[START OF Data rows]

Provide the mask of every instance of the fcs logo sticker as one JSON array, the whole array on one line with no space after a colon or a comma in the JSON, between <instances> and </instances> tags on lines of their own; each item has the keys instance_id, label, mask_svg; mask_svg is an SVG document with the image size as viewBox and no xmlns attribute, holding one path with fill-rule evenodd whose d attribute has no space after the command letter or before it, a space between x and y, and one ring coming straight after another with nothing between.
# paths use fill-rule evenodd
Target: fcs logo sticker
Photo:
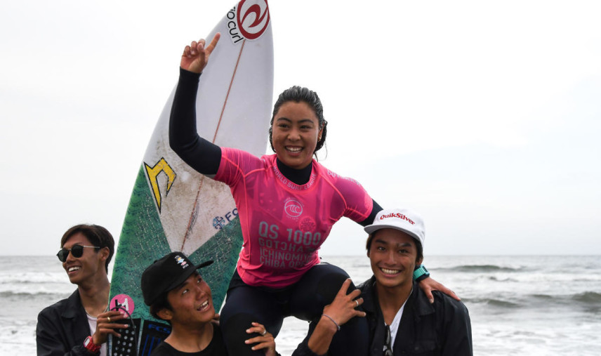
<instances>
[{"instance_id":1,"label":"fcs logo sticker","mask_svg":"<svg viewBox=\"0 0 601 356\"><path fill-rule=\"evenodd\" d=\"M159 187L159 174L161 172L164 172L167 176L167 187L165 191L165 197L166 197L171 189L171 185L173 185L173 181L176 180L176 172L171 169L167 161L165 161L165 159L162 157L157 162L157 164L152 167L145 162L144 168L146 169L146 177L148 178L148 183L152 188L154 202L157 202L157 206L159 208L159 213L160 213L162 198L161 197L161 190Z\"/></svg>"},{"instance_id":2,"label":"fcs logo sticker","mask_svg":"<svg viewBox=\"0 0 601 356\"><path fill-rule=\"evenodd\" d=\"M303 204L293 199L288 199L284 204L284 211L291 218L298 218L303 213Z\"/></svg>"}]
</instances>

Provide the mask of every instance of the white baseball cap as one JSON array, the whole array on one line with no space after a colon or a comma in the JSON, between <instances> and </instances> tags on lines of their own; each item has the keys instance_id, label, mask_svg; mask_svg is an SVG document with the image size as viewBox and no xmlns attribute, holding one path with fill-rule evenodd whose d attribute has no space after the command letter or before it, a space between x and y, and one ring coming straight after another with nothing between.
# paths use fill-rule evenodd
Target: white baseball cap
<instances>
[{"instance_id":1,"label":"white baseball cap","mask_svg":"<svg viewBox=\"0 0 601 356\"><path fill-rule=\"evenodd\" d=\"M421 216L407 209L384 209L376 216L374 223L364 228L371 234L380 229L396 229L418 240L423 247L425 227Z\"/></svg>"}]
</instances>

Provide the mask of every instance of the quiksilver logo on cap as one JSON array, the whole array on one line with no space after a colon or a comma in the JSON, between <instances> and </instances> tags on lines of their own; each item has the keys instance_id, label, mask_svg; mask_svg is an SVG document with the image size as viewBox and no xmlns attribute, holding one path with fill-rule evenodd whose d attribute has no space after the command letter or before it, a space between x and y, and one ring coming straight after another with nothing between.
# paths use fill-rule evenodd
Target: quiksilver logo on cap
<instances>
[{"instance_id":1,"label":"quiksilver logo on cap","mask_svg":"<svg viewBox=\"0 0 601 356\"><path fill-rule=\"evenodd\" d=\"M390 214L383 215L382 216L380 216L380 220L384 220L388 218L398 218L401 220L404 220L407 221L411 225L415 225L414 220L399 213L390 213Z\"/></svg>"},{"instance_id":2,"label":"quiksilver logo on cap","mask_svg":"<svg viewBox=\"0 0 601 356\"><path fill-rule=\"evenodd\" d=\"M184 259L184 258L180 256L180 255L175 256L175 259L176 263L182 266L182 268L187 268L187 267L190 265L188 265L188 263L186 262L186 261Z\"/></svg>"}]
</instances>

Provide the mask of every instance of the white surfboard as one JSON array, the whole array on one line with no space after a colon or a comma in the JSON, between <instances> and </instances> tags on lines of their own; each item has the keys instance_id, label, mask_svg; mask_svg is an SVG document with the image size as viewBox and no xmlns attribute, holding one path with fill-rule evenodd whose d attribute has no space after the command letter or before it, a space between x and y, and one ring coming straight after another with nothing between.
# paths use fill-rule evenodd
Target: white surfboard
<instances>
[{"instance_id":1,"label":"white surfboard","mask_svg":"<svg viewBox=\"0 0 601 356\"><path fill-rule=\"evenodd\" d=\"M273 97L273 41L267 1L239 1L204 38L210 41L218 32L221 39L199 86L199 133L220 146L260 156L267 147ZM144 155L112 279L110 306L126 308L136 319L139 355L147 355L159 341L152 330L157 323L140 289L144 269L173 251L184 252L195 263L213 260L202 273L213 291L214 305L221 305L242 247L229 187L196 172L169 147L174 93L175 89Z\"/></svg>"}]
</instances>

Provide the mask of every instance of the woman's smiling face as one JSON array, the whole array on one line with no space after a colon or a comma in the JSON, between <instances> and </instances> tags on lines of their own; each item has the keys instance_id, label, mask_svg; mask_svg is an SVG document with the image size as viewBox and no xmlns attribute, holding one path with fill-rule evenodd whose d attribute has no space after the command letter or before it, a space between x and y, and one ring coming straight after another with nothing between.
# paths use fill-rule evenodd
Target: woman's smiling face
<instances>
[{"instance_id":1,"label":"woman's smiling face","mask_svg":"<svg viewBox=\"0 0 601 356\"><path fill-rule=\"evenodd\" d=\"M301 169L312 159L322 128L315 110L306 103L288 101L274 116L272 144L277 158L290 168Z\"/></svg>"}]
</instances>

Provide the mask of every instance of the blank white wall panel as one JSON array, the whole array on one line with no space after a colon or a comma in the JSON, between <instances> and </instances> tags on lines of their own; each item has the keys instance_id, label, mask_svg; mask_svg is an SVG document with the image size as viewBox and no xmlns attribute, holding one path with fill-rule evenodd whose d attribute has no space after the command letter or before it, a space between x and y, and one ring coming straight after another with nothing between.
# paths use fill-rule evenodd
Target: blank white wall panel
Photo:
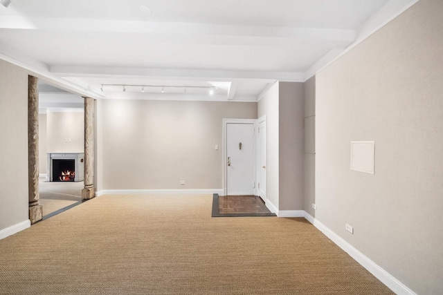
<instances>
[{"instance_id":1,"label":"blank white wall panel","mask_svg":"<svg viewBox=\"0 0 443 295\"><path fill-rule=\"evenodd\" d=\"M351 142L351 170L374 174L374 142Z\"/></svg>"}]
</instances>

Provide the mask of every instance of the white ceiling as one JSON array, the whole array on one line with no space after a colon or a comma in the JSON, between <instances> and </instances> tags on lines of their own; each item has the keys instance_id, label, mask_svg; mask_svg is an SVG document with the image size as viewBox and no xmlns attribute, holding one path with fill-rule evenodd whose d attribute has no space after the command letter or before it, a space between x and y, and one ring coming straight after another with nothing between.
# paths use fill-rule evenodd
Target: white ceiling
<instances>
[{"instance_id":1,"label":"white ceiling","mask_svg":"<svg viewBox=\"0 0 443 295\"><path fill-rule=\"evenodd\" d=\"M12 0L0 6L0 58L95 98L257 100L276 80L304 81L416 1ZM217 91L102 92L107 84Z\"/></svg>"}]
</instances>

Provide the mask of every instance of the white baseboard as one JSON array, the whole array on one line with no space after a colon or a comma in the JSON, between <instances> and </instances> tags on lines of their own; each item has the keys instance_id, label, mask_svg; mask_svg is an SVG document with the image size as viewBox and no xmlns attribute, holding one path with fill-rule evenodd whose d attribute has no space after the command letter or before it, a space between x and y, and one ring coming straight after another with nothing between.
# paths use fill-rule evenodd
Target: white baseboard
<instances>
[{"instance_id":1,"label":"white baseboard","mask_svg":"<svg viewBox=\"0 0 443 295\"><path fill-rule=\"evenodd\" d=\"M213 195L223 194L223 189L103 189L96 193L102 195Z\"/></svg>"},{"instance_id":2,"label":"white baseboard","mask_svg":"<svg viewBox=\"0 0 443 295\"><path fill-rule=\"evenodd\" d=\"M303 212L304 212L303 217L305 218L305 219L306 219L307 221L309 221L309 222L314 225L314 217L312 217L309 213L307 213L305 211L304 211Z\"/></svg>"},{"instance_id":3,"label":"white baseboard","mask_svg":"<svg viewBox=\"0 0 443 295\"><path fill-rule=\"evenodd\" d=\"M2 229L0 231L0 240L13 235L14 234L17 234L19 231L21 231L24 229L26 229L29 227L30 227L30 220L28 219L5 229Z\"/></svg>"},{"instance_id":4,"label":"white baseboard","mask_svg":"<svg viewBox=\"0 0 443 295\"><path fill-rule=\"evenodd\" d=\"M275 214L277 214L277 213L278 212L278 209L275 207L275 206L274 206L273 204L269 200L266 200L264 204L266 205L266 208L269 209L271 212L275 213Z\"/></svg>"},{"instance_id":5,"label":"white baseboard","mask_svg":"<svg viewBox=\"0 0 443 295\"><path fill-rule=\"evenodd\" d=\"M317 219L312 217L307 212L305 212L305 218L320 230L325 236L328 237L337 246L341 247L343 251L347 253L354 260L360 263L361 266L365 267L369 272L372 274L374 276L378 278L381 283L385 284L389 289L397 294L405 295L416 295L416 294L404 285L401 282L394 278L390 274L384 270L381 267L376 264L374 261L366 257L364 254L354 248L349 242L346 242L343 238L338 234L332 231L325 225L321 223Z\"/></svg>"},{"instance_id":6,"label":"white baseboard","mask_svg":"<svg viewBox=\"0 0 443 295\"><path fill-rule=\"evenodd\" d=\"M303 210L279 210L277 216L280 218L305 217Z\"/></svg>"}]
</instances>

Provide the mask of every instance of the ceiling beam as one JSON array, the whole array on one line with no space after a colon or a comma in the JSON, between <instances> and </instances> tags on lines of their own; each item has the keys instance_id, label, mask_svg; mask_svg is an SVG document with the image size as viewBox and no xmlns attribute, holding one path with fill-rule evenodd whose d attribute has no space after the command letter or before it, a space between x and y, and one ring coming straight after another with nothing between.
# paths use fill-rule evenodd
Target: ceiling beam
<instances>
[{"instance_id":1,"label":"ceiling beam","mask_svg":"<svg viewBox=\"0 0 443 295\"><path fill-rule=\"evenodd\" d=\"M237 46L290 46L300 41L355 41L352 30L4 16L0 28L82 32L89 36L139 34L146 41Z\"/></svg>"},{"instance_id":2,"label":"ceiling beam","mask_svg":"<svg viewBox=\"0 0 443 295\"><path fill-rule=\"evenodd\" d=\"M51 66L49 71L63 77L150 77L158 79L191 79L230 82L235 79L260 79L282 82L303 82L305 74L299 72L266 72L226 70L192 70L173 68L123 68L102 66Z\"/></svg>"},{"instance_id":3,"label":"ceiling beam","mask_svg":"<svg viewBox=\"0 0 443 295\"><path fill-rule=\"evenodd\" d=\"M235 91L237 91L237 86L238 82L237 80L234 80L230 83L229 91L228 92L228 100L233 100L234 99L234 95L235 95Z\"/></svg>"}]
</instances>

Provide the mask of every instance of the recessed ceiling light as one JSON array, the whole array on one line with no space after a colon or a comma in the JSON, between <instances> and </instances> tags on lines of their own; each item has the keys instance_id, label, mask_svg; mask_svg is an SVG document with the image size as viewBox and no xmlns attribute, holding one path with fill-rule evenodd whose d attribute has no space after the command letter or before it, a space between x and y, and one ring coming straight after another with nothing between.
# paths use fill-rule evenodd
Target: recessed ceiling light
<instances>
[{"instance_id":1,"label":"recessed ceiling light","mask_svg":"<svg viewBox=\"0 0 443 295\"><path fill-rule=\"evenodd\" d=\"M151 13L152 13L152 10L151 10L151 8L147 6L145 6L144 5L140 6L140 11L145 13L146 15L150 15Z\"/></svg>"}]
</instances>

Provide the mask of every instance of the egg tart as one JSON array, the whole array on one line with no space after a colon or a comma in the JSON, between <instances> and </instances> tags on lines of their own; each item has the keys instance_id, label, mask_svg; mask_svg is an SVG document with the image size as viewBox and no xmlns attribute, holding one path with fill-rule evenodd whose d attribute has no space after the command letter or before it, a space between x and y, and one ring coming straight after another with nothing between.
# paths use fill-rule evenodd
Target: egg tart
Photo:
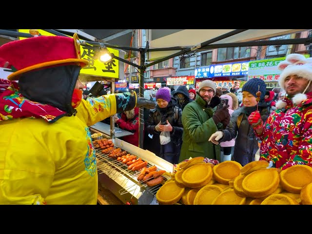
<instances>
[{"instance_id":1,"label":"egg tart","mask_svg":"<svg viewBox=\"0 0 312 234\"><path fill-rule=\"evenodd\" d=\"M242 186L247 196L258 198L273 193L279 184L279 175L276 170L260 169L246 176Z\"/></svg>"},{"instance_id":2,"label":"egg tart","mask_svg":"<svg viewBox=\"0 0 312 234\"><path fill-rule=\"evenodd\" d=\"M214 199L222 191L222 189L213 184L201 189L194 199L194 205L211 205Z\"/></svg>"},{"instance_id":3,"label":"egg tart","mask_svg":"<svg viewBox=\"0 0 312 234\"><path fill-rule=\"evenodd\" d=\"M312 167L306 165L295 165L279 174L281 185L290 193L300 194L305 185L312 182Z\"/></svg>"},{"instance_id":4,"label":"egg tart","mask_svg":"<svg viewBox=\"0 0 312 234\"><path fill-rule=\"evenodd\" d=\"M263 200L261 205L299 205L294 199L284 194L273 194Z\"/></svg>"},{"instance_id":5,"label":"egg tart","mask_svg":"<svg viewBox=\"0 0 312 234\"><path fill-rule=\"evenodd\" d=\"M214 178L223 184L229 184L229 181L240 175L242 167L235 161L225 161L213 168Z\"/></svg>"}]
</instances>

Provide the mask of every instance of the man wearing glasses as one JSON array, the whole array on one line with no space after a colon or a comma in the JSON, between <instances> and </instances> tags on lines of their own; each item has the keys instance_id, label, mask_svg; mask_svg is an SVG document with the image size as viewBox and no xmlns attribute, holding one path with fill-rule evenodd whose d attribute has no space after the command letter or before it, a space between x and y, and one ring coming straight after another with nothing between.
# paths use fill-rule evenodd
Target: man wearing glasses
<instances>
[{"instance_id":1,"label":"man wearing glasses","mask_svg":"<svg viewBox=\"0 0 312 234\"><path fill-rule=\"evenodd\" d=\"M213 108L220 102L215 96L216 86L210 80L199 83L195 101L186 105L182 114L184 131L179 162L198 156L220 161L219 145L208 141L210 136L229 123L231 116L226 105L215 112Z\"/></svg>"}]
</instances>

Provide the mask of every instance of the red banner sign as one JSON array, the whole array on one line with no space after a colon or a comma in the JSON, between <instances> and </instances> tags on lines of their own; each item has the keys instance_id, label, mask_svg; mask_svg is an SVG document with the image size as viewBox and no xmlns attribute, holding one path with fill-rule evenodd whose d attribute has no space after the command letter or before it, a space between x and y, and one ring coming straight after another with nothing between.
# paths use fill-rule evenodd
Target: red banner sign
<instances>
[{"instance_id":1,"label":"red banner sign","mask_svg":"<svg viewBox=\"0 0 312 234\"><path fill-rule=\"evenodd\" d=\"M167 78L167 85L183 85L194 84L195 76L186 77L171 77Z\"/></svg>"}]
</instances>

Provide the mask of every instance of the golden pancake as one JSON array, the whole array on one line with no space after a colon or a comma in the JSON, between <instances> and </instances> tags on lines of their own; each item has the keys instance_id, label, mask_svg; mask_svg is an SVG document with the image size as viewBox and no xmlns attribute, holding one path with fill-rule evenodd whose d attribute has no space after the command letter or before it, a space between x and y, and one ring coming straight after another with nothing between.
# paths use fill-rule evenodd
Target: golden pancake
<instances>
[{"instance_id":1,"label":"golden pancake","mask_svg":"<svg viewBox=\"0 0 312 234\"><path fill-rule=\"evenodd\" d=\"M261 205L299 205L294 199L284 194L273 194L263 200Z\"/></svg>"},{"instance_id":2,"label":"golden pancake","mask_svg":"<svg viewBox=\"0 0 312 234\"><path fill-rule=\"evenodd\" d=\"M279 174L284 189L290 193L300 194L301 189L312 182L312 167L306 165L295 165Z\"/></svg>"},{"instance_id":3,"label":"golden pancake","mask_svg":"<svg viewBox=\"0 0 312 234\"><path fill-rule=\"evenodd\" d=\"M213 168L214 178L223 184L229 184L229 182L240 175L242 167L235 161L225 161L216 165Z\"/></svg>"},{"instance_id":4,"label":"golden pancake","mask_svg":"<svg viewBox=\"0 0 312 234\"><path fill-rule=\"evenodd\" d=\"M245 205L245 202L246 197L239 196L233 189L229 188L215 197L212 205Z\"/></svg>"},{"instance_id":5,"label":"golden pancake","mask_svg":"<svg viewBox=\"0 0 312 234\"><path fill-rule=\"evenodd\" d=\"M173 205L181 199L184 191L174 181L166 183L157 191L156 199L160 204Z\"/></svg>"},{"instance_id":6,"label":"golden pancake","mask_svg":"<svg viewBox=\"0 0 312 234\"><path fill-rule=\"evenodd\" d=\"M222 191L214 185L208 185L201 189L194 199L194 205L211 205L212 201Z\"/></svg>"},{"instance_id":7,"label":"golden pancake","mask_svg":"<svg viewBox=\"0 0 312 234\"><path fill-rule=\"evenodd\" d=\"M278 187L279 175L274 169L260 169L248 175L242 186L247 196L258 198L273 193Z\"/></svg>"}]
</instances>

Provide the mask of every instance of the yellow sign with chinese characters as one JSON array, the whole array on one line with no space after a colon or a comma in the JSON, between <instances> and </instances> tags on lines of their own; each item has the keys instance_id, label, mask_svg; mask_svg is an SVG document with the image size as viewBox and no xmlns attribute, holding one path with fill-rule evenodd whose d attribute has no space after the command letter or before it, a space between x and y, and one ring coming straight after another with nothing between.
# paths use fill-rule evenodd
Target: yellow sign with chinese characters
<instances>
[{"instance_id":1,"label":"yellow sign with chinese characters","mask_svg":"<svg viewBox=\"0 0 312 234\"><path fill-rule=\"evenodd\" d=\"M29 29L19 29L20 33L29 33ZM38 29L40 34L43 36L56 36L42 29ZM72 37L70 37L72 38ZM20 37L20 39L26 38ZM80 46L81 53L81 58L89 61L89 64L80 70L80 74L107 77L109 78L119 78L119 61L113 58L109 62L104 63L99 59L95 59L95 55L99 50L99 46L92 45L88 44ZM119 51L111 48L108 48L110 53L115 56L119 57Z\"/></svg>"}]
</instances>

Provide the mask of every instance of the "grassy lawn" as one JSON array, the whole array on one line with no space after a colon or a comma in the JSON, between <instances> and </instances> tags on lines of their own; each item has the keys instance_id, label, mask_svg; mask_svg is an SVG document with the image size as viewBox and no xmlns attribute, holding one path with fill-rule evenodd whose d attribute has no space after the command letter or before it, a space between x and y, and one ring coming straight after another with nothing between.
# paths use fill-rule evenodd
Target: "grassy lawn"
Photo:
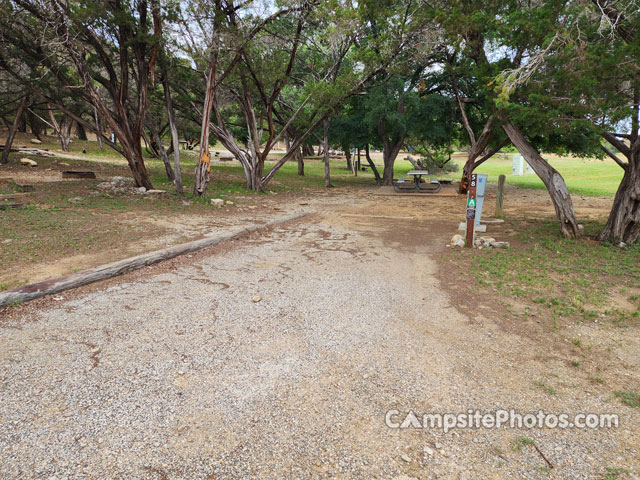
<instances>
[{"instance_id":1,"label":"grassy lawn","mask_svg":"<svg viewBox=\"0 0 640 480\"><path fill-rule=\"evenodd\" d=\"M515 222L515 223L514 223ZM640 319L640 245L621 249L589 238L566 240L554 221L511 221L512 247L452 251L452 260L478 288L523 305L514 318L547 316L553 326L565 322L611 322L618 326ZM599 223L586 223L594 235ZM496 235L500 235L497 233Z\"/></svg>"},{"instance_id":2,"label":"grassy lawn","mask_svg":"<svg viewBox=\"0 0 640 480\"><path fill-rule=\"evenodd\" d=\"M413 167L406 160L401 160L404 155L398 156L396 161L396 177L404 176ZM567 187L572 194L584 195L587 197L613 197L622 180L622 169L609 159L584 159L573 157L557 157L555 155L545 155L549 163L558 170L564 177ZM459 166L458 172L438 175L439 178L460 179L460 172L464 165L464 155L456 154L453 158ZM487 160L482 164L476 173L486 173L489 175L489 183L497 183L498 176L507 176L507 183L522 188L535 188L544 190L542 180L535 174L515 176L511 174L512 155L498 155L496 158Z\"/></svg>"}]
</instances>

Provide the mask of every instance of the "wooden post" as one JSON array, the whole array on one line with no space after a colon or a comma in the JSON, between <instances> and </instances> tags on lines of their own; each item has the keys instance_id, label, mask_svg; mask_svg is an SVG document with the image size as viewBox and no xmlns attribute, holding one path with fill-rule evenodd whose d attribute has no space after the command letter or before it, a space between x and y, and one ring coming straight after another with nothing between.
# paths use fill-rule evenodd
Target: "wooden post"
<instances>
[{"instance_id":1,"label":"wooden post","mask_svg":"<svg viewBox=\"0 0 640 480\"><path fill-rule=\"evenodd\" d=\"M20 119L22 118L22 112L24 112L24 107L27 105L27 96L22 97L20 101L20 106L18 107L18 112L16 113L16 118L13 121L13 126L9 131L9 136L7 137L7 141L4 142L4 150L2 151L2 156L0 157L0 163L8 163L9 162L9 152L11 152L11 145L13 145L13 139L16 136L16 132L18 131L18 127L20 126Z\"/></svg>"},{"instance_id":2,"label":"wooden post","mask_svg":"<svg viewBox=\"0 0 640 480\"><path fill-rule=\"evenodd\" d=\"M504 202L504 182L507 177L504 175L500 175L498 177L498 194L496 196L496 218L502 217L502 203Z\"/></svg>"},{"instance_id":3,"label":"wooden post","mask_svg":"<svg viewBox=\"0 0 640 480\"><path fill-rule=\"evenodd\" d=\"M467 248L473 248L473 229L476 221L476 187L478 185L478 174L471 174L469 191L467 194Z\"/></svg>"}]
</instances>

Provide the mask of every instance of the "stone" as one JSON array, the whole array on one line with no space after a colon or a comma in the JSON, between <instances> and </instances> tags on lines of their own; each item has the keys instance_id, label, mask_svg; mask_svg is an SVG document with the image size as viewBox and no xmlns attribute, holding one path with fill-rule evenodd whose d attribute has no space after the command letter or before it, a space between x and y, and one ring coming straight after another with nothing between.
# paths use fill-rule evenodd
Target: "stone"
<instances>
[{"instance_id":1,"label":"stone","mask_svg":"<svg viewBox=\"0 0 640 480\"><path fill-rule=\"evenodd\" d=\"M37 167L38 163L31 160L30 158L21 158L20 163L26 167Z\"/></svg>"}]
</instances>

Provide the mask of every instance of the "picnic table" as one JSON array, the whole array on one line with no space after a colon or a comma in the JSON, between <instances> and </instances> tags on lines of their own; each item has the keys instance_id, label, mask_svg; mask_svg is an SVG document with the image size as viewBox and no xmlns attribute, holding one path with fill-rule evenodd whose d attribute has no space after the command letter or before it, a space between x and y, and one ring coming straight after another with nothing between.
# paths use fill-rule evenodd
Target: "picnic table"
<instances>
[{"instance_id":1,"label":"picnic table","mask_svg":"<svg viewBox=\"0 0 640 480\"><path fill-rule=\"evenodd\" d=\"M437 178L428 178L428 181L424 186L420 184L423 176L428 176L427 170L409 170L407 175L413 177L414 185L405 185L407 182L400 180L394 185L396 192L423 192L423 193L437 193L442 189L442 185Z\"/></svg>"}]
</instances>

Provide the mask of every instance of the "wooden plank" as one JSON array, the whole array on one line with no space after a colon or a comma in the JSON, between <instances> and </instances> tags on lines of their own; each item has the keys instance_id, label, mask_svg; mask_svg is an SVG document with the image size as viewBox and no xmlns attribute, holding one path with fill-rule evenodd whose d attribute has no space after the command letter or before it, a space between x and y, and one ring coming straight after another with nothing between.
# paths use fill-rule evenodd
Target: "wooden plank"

[END OF Data rows]

Show each line from the entries above that contains the string "plank", copying every such line in full.

_Solution to this exercise:_
Provide the mask of every instance of the "wooden plank" as one JSON array, the whole array on one line with no space after a colon or a comma in the JSON, between <instances> and </instances> tags on lines of their own; each item has the keys instance_id, label, mask_svg; mask_svg is an SVG document with the image size as viewBox and no xmlns attribute, holding one path with fill-rule evenodd whose d attribute has no space after the command letter or before it, a space between x and y, and one ring coming straight after another with nothing between.
Target: "wooden plank"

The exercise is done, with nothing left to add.